■ GIVEN TASK
Render each of the items below as a JSON array of strings, with every line as its own string and blank lines dropped.

■ RECORD LIST
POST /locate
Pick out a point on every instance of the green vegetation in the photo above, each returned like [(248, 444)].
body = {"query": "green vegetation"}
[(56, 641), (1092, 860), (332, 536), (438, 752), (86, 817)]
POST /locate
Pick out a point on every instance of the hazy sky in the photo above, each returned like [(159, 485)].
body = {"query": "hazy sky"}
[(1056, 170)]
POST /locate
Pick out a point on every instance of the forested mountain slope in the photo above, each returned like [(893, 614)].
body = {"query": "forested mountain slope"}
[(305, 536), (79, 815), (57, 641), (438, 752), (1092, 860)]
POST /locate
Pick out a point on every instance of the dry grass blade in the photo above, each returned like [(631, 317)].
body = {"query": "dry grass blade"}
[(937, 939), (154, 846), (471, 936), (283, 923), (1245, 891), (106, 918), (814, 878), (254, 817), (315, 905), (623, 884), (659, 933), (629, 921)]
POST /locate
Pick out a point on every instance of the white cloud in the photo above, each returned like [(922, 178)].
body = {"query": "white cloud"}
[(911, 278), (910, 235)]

■ SOLUTION FOR THIS TASK
[
  "POST /locate",
  "Pick out a point on every instance of the green vegetation in the photo above, each returned like [(248, 444)].",
  "body = {\"query\": \"green vegetation\"}",
  "[(56, 641), (1092, 860), (332, 536), (438, 752), (86, 817)]",
  "POST /locate",
  "Pick out a point on every instance of the hazy sky in the photo above, each returned like [(159, 485)].",
  "body = {\"query\": \"hazy sky\"}",
  "[(1056, 170)]",
  "POST /locate",
  "Pick out a point on every instance of the forested mountain slope in the photo above, each returned like [(893, 614)].",
  "body = {\"query\": \"forested mountain slope\"}",
  "[(305, 536), (79, 815), (57, 641), (438, 752), (1092, 860)]",
  "POST /locate",
  "Pick out a point on every instance of the dry grass blade in the photo above, each returned like [(631, 317)].",
  "body = {\"query\": \"dry grass blade\"}",
  "[(937, 939), (154, 846), (471, 936), (283, 923), (1245, 891), (106, 918), (814, 878), (254, 817), (315, 905), (623, 884), (659, 933), (629, 921)]",
  "POST /locate",
  "Pick out a point on every instance of the white cloud in the photo above, each returned like [(922, 178)].",
  "body = {\"query\": \"white cloud\"}",
  "[(911, 278), (910, 235)]"
]